_Goal_
Copy all of the data below line for line, but leave out the pictures.

[Saved dataset items]
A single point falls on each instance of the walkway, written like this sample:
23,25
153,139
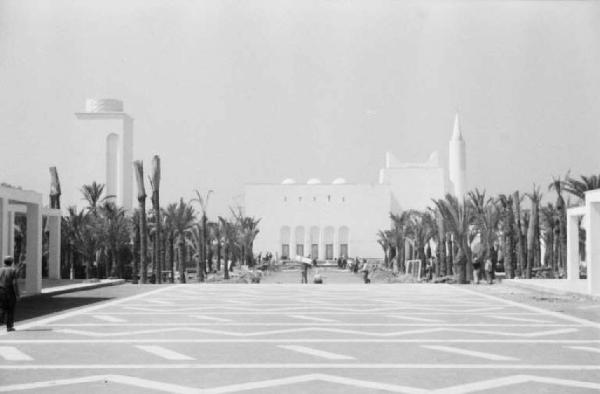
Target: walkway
269,338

_Completed exercise_
A single point falls on each instance of the walkway, written like this sample:
23,25
153,139
Target: walkway
269,338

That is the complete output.